Excerpts from a detection dataset
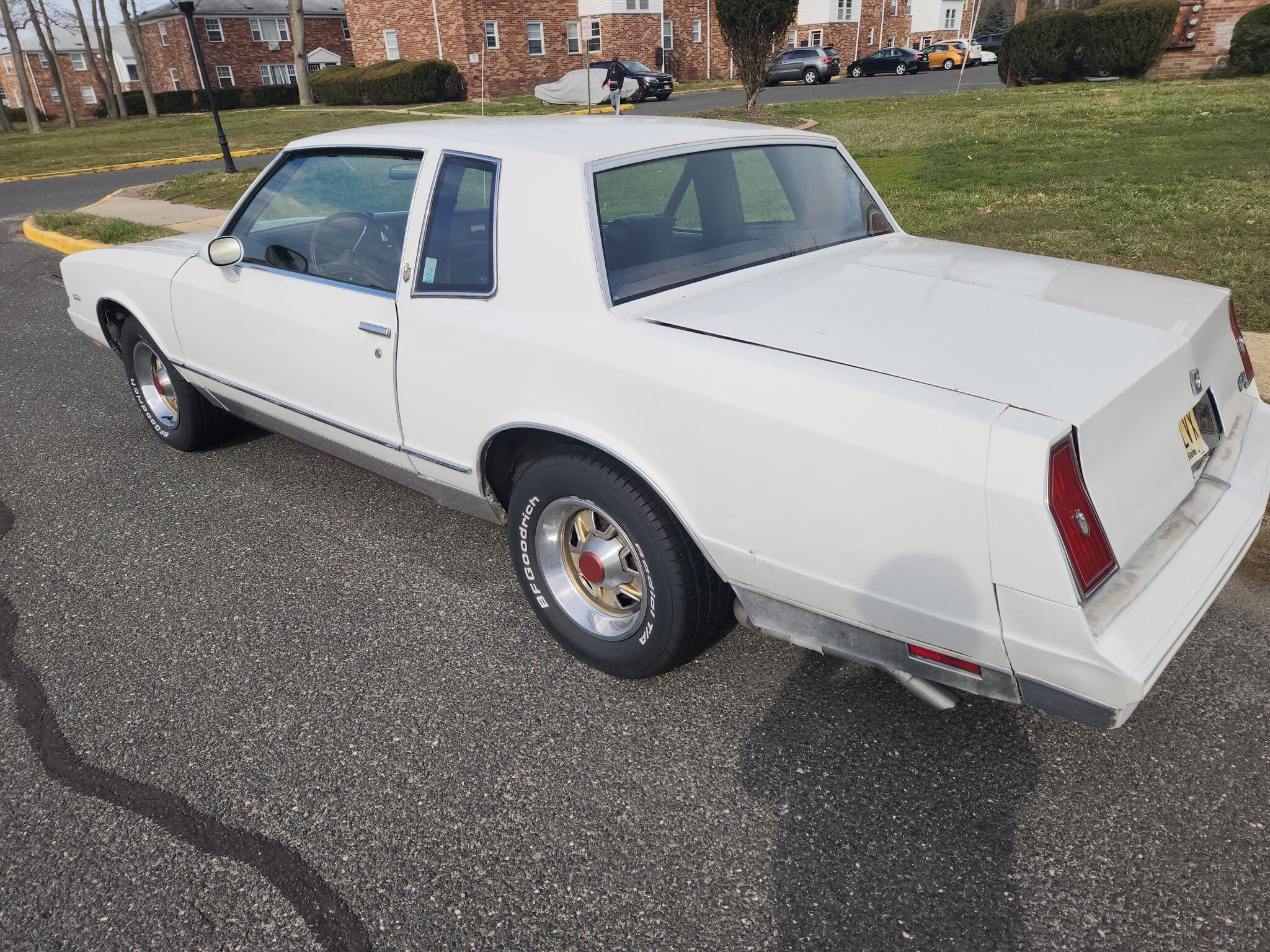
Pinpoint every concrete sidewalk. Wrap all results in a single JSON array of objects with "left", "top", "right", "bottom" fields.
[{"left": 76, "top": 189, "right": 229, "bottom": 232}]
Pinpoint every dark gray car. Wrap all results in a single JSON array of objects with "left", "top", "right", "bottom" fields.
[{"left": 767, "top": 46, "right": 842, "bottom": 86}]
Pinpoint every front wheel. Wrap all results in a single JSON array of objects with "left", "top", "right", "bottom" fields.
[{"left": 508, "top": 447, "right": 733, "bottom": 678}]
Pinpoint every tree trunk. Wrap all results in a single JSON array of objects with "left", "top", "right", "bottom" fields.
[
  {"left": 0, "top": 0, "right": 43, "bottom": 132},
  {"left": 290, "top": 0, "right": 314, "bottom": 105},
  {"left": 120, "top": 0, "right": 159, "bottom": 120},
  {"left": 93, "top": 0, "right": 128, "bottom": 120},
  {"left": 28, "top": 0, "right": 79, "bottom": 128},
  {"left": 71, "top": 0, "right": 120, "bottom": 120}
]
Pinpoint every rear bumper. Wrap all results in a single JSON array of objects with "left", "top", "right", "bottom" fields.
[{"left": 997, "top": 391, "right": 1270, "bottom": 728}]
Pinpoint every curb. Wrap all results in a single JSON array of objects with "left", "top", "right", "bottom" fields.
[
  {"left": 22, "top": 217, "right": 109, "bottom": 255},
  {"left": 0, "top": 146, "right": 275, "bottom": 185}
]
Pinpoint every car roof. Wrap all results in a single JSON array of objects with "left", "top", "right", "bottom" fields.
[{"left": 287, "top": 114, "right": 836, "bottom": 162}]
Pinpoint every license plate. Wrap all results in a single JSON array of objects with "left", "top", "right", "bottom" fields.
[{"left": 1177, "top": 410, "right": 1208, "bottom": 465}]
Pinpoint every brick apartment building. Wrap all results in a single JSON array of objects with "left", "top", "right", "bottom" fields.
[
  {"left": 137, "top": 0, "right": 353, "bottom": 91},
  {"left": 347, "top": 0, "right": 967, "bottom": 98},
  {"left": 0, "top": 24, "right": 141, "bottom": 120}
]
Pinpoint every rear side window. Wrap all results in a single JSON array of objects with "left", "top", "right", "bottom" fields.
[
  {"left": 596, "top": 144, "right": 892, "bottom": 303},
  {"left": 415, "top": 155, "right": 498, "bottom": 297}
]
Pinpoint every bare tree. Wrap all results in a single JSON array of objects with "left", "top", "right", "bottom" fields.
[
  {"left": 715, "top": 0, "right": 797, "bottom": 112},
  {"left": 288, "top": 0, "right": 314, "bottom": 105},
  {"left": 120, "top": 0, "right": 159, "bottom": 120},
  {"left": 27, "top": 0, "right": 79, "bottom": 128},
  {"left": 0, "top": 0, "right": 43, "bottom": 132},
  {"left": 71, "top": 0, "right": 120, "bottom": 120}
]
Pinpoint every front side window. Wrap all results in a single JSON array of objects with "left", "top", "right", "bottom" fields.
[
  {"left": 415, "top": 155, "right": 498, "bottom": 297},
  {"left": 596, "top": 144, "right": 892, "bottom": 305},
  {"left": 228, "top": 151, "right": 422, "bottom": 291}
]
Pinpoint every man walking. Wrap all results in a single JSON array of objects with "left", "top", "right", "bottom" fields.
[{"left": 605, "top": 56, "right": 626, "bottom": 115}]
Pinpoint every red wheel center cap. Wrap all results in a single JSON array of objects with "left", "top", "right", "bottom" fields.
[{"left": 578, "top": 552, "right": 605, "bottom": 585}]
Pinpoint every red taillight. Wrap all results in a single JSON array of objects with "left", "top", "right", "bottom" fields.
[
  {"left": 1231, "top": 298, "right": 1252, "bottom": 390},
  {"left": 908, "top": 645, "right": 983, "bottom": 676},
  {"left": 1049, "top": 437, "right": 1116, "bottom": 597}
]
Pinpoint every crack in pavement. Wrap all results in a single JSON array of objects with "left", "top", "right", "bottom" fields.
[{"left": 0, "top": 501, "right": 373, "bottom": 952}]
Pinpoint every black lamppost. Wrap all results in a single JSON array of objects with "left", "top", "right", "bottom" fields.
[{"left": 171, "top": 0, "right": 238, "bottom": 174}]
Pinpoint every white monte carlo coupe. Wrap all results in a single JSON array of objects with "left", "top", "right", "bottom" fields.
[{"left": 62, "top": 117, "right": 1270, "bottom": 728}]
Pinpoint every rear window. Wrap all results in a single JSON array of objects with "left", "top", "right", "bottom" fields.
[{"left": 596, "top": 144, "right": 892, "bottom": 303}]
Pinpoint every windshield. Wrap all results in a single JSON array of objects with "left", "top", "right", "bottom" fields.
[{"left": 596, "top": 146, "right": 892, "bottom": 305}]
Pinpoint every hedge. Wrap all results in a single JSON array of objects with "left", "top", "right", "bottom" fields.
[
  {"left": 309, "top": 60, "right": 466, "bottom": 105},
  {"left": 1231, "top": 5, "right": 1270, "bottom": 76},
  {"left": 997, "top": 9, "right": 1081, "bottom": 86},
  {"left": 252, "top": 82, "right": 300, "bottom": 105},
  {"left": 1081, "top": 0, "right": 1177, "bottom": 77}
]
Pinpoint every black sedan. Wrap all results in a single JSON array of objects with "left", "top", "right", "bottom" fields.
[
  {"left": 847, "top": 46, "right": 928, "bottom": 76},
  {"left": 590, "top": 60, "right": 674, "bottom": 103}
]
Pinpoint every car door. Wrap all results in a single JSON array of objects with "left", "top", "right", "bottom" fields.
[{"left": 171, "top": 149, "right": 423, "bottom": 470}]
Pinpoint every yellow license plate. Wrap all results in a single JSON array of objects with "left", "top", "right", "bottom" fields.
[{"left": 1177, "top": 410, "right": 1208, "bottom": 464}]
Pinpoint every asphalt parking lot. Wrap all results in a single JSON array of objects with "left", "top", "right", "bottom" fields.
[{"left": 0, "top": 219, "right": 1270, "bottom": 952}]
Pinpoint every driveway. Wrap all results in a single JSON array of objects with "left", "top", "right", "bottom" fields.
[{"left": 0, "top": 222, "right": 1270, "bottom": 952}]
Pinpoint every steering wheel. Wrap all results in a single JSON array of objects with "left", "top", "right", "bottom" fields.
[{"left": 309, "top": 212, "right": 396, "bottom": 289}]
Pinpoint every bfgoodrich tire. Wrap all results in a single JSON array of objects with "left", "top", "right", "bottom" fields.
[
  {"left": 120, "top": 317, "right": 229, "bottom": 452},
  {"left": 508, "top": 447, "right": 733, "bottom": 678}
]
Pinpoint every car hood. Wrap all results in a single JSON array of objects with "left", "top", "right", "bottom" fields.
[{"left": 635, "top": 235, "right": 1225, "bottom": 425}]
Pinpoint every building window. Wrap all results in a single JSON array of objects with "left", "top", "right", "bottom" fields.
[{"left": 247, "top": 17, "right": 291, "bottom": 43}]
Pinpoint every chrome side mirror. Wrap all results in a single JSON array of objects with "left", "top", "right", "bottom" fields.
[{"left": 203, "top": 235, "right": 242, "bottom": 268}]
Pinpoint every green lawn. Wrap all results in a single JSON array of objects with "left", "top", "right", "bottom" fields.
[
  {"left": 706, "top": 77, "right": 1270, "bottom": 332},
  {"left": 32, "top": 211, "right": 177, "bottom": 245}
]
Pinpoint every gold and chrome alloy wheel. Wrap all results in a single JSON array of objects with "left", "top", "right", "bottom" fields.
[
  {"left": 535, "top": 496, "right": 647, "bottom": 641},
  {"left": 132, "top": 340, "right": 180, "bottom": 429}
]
--
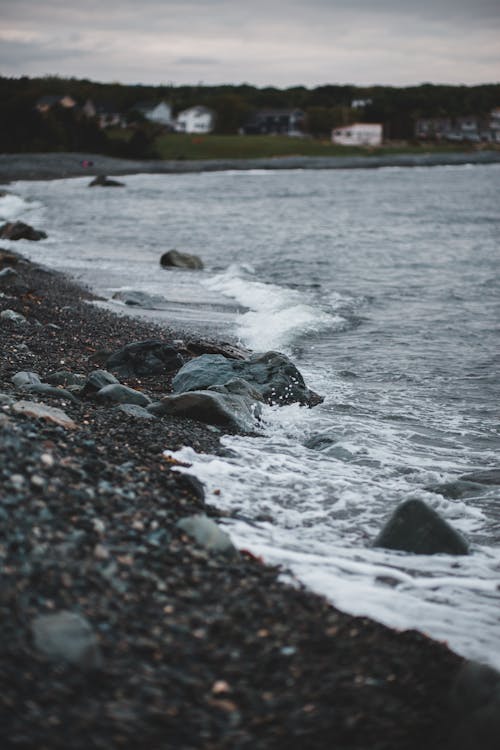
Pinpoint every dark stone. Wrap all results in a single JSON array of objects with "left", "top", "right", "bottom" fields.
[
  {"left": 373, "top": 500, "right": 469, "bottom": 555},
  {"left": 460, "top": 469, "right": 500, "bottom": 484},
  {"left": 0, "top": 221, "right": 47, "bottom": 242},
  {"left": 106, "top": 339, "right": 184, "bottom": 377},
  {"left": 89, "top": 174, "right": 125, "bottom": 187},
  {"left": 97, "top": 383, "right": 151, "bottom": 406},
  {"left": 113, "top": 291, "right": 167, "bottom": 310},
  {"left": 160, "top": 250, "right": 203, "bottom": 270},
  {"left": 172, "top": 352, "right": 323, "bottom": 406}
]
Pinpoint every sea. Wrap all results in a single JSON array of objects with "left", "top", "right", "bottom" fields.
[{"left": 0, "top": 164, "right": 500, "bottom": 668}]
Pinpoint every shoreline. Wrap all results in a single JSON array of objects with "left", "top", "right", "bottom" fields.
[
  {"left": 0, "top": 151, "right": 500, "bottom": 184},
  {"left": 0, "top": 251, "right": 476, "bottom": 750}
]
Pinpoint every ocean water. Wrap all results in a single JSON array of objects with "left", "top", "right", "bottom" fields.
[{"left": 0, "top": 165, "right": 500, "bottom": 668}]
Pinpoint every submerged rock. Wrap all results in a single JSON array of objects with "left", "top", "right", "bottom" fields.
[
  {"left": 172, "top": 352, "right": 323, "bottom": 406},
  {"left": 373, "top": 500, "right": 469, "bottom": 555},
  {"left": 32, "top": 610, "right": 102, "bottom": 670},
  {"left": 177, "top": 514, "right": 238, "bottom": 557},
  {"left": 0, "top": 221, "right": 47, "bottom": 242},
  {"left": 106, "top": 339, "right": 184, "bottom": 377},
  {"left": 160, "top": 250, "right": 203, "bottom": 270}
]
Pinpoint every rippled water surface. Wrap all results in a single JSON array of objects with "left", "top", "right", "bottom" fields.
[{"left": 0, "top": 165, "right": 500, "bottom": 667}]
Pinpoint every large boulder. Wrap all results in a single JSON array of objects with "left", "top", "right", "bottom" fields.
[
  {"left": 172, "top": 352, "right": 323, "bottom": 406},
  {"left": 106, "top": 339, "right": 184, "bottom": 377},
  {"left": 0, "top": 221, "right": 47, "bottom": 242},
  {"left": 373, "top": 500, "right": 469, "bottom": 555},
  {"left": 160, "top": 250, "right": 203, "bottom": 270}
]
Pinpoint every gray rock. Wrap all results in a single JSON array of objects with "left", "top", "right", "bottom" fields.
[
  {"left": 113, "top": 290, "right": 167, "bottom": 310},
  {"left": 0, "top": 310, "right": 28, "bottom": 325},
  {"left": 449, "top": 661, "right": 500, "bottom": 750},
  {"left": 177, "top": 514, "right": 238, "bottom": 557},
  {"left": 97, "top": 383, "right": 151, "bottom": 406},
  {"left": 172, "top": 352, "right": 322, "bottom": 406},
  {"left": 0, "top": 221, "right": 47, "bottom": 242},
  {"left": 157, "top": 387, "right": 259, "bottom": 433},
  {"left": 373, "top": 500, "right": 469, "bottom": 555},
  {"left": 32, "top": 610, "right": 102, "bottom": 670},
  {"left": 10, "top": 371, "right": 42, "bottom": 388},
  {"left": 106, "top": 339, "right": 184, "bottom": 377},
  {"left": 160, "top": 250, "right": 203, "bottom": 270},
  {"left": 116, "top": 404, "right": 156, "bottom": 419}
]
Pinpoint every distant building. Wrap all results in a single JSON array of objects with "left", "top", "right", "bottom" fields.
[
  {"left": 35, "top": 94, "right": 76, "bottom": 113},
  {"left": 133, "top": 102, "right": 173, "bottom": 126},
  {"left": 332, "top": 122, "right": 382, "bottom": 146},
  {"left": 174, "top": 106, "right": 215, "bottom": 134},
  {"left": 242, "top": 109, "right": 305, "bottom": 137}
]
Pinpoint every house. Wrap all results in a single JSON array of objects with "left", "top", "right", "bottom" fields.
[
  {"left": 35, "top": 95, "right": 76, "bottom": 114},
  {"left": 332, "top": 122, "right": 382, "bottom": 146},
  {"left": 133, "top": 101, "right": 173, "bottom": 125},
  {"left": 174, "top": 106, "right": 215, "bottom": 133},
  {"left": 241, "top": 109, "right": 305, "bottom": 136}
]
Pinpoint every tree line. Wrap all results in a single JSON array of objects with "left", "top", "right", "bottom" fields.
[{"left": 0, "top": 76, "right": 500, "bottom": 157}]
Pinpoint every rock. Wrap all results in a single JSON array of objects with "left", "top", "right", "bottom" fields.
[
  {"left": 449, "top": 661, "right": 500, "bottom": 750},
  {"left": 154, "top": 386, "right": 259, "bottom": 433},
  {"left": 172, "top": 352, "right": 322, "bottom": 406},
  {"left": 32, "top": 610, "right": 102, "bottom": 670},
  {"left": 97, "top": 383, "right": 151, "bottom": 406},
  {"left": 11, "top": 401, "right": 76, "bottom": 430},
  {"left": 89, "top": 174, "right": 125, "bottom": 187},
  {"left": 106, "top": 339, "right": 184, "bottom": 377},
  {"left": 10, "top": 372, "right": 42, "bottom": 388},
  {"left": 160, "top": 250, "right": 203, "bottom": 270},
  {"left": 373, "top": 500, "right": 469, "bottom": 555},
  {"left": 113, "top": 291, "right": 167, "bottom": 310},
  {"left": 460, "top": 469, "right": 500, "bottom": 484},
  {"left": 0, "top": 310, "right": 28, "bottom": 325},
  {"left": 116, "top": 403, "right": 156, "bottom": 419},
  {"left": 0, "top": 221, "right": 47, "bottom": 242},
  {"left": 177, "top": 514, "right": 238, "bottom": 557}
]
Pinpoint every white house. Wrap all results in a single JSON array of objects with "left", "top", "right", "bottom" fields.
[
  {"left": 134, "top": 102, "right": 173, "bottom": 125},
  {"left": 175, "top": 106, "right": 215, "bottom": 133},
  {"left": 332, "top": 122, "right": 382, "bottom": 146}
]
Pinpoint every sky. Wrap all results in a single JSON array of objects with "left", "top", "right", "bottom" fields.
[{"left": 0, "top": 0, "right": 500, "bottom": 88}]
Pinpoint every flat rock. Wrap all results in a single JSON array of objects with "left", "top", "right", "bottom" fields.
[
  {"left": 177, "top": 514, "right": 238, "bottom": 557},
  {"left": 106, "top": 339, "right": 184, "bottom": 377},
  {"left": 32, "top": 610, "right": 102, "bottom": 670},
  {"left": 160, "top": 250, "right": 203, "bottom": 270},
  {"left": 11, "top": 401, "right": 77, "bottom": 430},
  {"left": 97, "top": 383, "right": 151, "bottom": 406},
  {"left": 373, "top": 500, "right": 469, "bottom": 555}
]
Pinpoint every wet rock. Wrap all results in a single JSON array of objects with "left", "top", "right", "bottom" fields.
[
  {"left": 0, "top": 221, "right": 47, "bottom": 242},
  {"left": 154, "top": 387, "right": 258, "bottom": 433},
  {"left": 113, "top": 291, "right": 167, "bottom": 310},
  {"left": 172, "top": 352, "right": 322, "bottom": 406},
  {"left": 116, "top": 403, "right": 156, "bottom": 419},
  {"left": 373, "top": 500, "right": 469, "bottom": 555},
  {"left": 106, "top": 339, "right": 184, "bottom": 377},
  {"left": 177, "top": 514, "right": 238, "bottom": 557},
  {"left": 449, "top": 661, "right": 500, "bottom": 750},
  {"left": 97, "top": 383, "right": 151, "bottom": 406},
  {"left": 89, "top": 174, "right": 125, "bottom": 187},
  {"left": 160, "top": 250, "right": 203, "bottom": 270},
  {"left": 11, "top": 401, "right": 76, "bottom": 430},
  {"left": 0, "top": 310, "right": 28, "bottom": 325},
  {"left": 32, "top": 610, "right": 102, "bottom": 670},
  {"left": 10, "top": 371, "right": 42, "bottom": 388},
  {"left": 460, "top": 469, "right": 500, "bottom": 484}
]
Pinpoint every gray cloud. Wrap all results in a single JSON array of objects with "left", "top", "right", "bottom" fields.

* _WHAT IS ASKED_
Which rows above contain the string "rear"? Extract each of them in full, treating uppercase and lowercase letters as different.

* _ANSWER BELOW_
Pinpoint every rear bumper. Wrap all results in a single JSON array of objects with "left", "top", "right", "bottom" fields.
Pinpoint every rear side window. Wrap all results in a single JSON array of objects with "left", "top", "right", "bottom" fields.
Pinpoint every rear window. Wrap all results in a single JSON array of objects with "left", "top", "right", "bottom" fields.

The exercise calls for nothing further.